Top of TEXT EXCERPT

Just a friendly reminder about using arrays in boolean conditions

Wed Nov 27 06:46:18 UTC 2024

On Tuesday, November 26, 2024 10:01:15 PM MST Walter Bright via Digitalmars-d 
wrote:
> On 11/25/2024 1:53 AM, Jonathan M Davis wrote:
> > The core problem is that ptr is checked at all. Whether it's null or not
> > is
> > absolutely irrelevant to almost all D code.
>
> It is relevant in the way I use it, as I will often recycle buffers to avoid
> the free/malloc dance. A non-null pointer tells me it is allocated.

Well, that's kind of a special case, and it relates specifically to memory
management.

D's array operations in general are designed in such a way that they don't
care about the difference between null and empty at all, and if you're just
using the array operations, there's really no reason to care about null, and
it actually becomes error-prone to care.

Where problems tend to crop up is when someone tries to treat null as
indicating that an array has no value, whereas non-null empty is a value.
This is something that works just fine with pointers, because a null pointer
truly has no value, and nothing can be done with it as long as it's null,
but it doesn't work very well with arrays. A null array can do all of the
same operations that a non-null empty array can. The only real difference as
far as the array operations go is that appending to an empty array _might_
cause more memory to be allocated and the ptr field to point to a new
address, whereas appending to a null array _will_ cause memory to be
allocated and the ptr field to point to a new address.

So, code that tries to treat a null array as an array without a value
quickly runs into problems. Most D code (including most of the language)
simply doesn't make that distinction. All it cares about is whether the
array is empty, and a null array has a length of 0, so it's empty. So, you
easily run into situations where code will end up with a null array or a
non-null empty array when you might have expected the other (or might have
had the other prior to some refactoring). And if a piece of code cares about
the difference, it's going to be buggy.

In such cases, it's generally better to use a wrapper such as
std.typecons.Nullable to indicate the lack of a value rather than using null
to indicate that, just like you'd have to do with any non-nullable type.

Now, if you're specifically using null to check whether an array has been
allocated, because you're trying to manage memory in some fashion, then null
tells you exactly what you need to know. That information is inherent to
what null is. So, that's not buggy in the same way. That then of course gets
into all of the typical memory management issues (especially with any code
that uses malloc and free rather than the GC), but as far as the array
operations go, it's a non-issue. They don't care about the difference
between null and empty, and they will quite happily allocate new GC memory
when an operation requires it no matter what kind of memory the array
pointed to prior to that.

Regardless, my point is that because D arrays are designed in such a way
that their semantics don't care about null and generally treat null and
empty as the same, having code which tries to treat null as special is
usually going to result in bugs (in particular when treating it as special
has nothing to do with memory management). Either way, I would consider it
good practice to be explicit about testing for null vs empty instead of
if(arr), because if(arr) is misunderstood so frequently that the odds are
very high that the programmer who wrote the code misunderstood what they
were actually testing. And even if they didn't, you have no way of knowing
that when reading their code. On the other hand, code like if(arr !is null)
or if(!arr.empty) is explicit, so it's clear what was intended.

Bottom of TEXT EXCERPT
Top of SOURCE INFORMATION

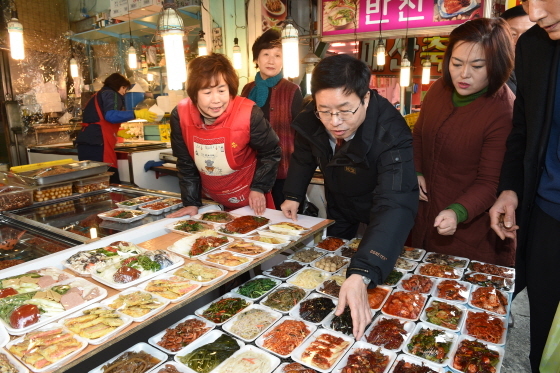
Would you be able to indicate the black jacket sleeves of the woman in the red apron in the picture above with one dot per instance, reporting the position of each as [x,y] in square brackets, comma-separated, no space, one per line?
[263,139]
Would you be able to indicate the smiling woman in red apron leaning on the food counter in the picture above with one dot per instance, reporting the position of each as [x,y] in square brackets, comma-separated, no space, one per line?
[226,150]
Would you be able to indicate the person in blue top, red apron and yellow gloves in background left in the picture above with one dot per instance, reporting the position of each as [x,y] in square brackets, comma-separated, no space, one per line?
[102,119]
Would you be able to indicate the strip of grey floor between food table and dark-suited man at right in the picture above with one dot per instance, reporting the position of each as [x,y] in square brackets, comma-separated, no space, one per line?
[516,358]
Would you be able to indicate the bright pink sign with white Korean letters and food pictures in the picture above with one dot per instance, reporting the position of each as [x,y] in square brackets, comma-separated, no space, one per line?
[349,16]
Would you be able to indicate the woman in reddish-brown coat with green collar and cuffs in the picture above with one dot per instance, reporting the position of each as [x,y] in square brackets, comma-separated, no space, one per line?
[459,144]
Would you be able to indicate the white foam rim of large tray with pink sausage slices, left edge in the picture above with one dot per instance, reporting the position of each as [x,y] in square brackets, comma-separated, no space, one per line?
[45,318]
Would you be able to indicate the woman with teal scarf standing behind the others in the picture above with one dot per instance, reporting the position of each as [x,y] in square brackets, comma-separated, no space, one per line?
[279,99]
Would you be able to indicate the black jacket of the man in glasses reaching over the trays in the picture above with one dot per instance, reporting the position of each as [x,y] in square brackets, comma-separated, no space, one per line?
[370,180]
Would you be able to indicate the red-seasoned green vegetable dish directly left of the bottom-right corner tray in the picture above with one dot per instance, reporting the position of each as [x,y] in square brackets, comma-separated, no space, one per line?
[429,344]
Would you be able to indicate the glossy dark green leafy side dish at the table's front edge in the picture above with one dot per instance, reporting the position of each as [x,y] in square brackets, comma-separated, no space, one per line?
[207,357]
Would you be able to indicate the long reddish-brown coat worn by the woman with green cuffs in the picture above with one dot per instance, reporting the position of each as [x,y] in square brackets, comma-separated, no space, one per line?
[460,151]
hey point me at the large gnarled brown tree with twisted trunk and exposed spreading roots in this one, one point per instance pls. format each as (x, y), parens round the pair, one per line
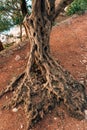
(44, 83)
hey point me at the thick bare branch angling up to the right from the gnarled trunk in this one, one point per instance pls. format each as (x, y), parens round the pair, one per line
(62, 4)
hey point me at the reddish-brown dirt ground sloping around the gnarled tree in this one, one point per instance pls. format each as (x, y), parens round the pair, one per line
(69, 46)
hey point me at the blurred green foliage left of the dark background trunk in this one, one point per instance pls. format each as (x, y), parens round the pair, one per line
(9, 12)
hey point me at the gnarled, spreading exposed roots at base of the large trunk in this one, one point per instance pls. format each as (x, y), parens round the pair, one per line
(47, 86)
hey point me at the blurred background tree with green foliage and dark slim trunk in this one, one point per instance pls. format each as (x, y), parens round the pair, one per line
(12, 12)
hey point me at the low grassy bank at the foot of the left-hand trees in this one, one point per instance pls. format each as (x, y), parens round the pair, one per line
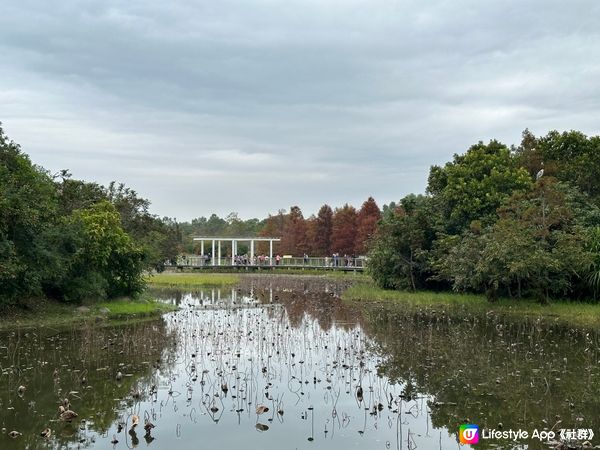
(53, 314)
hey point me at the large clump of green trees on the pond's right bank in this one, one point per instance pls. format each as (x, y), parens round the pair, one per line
(512, 222)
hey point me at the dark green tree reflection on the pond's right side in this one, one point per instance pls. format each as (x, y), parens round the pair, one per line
(492, 372)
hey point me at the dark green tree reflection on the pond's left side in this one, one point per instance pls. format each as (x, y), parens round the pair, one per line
(80, 365)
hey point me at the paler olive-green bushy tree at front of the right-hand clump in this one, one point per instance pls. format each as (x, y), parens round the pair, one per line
(534, 249)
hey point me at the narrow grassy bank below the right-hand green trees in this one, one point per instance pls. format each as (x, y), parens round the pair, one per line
(569, 313)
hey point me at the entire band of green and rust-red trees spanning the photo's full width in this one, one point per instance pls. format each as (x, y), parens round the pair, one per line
(518, 222)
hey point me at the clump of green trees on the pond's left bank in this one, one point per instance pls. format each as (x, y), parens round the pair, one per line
(69, 239)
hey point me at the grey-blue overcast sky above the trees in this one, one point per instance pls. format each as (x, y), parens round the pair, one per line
(209, 106)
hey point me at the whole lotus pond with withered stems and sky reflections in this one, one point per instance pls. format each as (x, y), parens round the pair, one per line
(287, 365)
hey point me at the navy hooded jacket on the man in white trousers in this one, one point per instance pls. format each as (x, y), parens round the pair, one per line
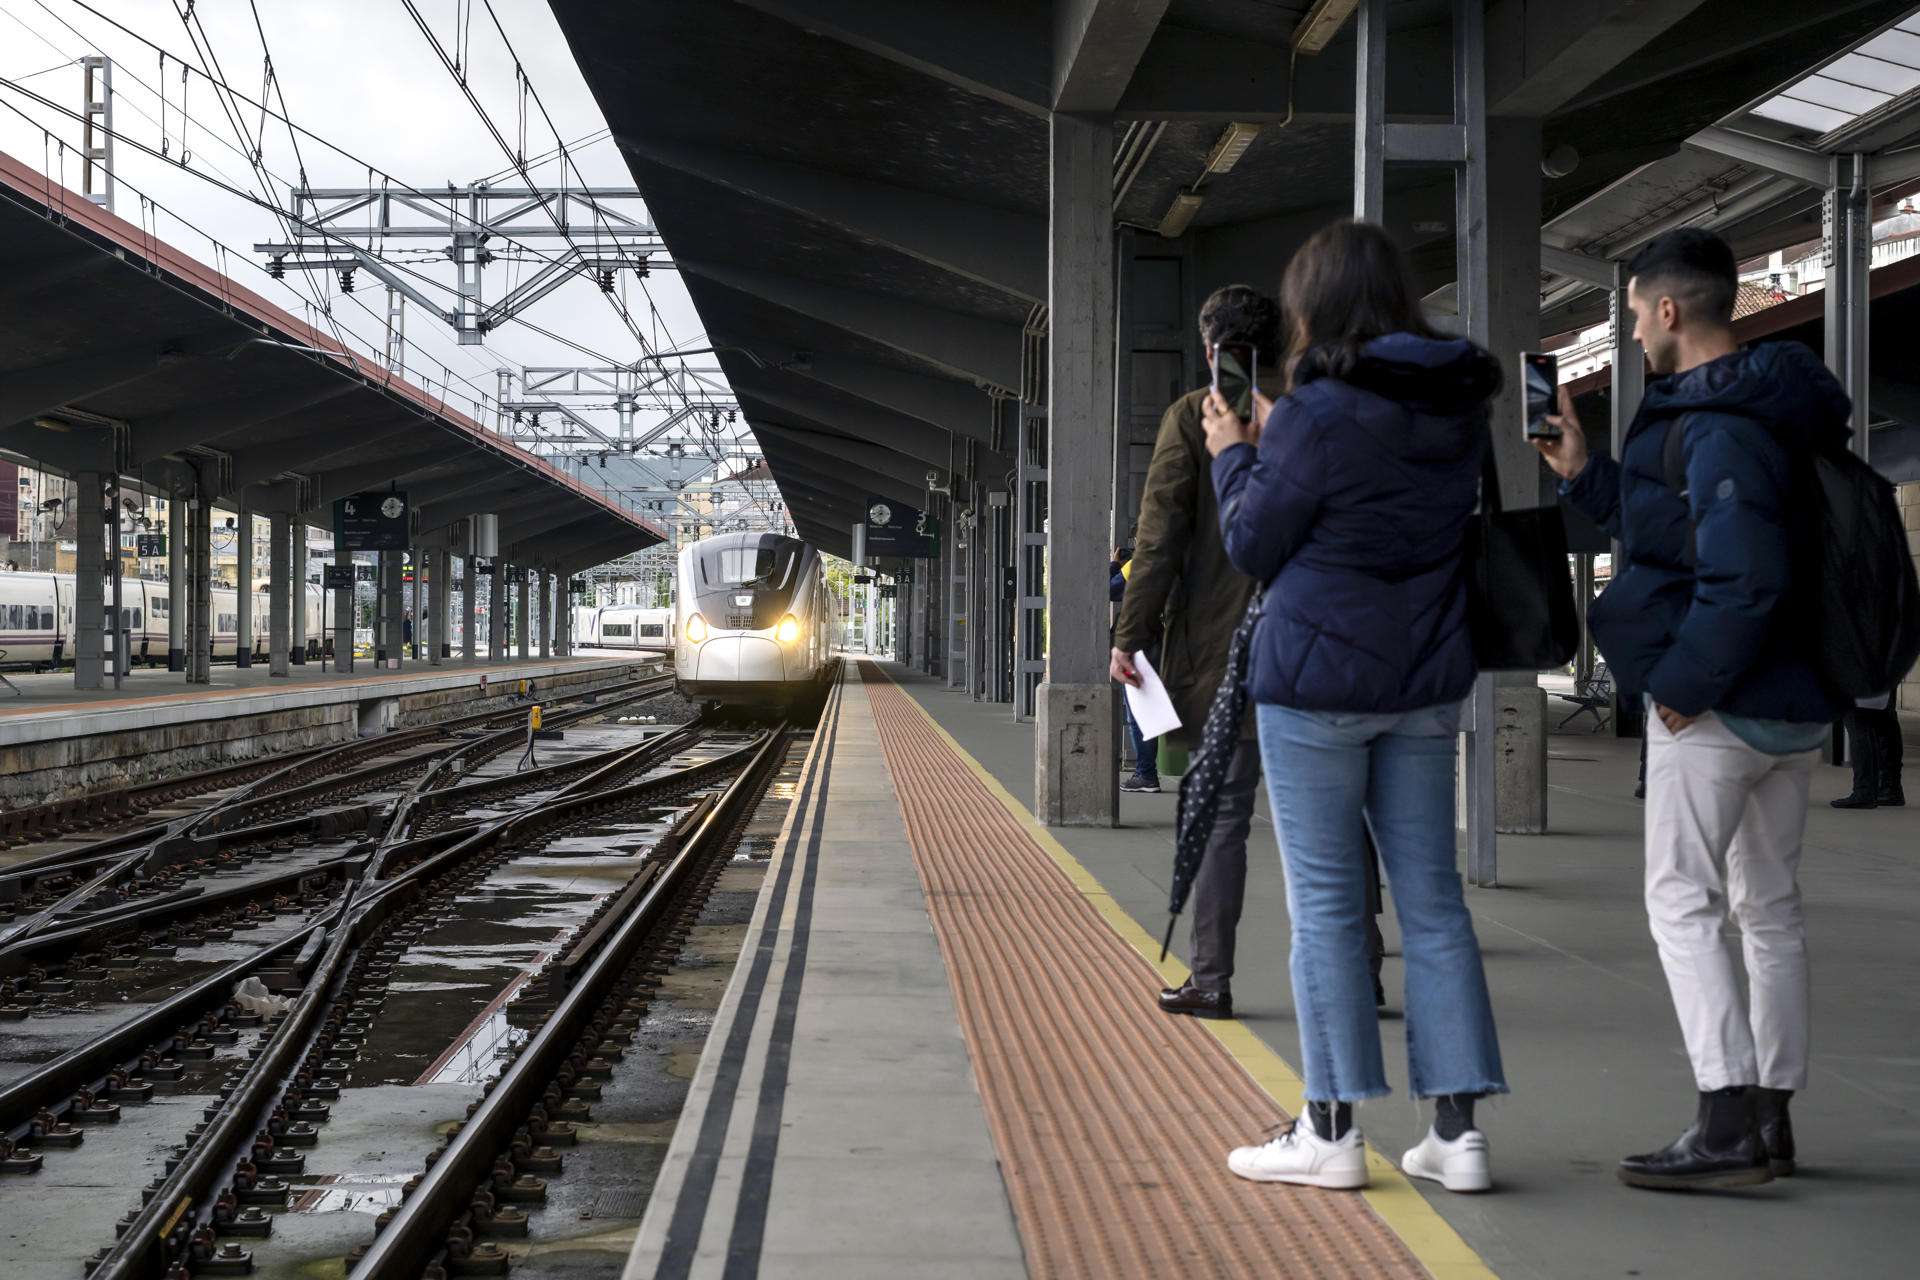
(1714, 628)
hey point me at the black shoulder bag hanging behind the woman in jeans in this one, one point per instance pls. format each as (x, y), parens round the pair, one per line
(1520, 588)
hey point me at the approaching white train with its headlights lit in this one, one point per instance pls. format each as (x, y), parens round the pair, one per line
(752, 619)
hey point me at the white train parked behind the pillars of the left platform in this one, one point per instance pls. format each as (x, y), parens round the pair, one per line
(37, 619)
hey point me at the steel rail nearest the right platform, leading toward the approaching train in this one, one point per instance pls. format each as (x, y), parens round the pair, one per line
(418, 1231)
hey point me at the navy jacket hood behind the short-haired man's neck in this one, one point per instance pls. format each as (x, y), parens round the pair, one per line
(1779, 383)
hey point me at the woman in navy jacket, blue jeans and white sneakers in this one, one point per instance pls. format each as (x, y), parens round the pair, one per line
(1353, 506)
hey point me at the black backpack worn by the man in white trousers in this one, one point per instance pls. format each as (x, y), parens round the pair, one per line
(1854, 573)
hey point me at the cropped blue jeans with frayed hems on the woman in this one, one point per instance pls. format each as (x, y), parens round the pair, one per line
(1330, 774)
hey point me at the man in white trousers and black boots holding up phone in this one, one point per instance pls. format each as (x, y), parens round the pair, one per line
(1700, 623)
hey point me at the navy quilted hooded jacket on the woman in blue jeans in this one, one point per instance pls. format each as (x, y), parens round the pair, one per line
(1353, 513)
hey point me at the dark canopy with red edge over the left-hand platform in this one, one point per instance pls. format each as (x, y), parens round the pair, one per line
(122, 354)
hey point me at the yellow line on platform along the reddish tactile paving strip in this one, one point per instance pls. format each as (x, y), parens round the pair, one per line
(1393, 1197)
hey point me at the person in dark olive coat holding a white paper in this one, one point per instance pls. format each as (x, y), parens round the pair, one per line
(1184, 590)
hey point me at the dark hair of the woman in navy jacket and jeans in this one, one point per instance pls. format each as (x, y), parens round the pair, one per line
(1347, 287)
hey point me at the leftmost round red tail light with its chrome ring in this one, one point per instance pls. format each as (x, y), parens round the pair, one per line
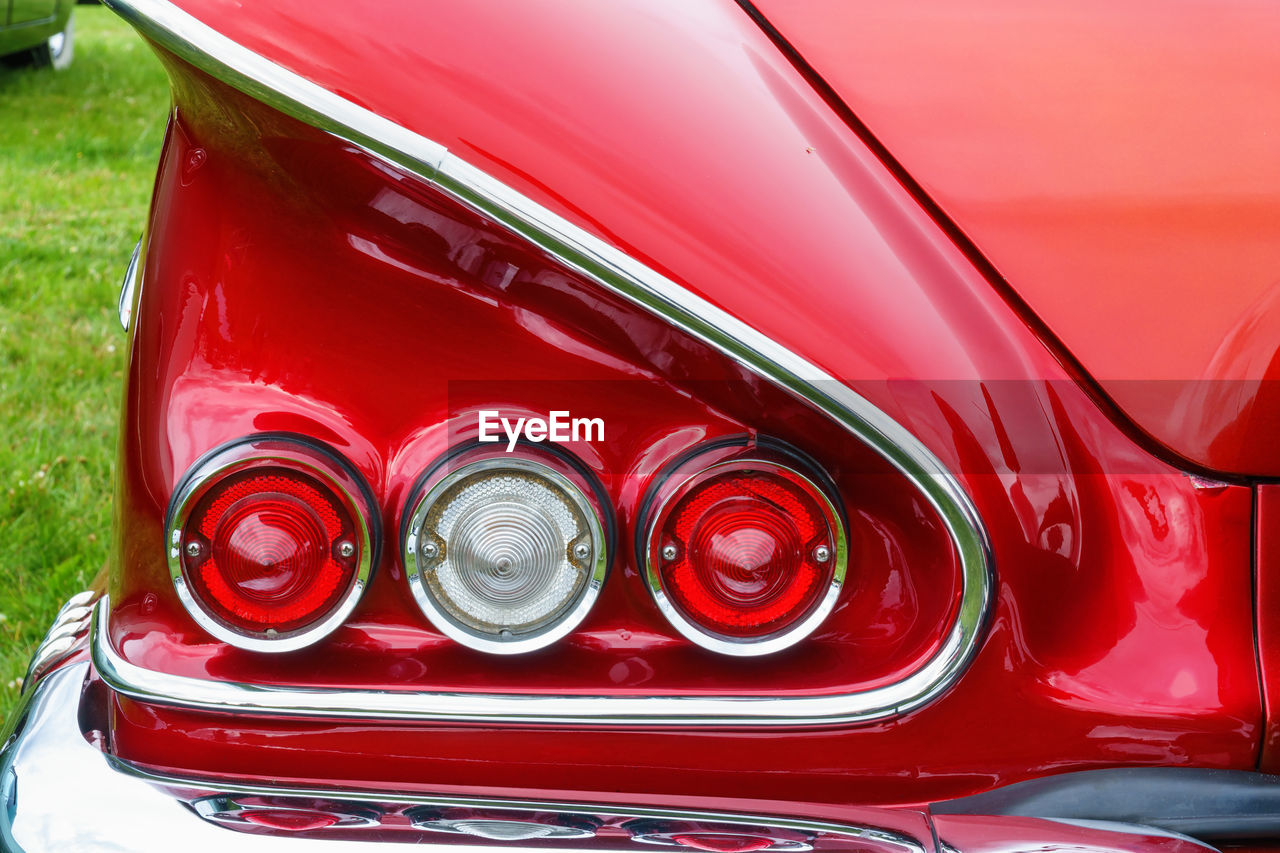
(269, 544)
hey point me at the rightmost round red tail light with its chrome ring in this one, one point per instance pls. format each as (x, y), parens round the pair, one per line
(746, 556)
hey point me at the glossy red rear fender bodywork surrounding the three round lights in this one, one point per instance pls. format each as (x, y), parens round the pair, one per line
(292, 285)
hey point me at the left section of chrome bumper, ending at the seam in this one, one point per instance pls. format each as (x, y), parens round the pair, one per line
(58, 792)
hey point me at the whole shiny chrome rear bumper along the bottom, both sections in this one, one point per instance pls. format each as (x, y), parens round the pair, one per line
(58, 792)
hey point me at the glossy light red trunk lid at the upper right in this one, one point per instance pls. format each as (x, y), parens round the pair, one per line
(1119, 165)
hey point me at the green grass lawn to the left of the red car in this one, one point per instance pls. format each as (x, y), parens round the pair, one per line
(79, 154)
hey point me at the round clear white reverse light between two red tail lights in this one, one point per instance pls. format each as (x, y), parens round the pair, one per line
(505, 556)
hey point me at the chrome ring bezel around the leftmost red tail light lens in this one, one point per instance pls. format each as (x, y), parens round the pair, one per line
(273, 450)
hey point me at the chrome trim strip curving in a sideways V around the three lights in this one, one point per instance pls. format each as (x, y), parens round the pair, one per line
(577, 249)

Bottom of SOURCE INFORMATION

TASK LIST:
A: In the forum post on arrays in boolean conditions, what wrapper is suggested for marking that an array has no value?
B: Update the forum post's passage that opens with the words "Where problems tend" and closes with "of the language)", putting "reserved" wherever "allocated" appears.

ANSWERS IN ORDER:
A: std.typecons.Nullable

B:
Where problems tend to crop up is when someone tries to treat null as
indicating that an array has no value, whereas non-null empty is a value.
This is something that works just fine with pointers, because a null pointer
truly has no value, and nothing can be done with it as long as it's null,
but it doesn't work very well with arrays. A null array can do all of the
same operations that a non-null empty array can. The only real difference as
far as the array operations go is that appending to an empty array _might_
cause more memory to be reserved and the ptr field to point to a new
address, whereas appending to a null array _will_ cause memory to be
reserved and the ptr field to point to a new address.

So, code that tries to treat a null array as an array without a value
quickly runs into problems. Most D code (including most of the language)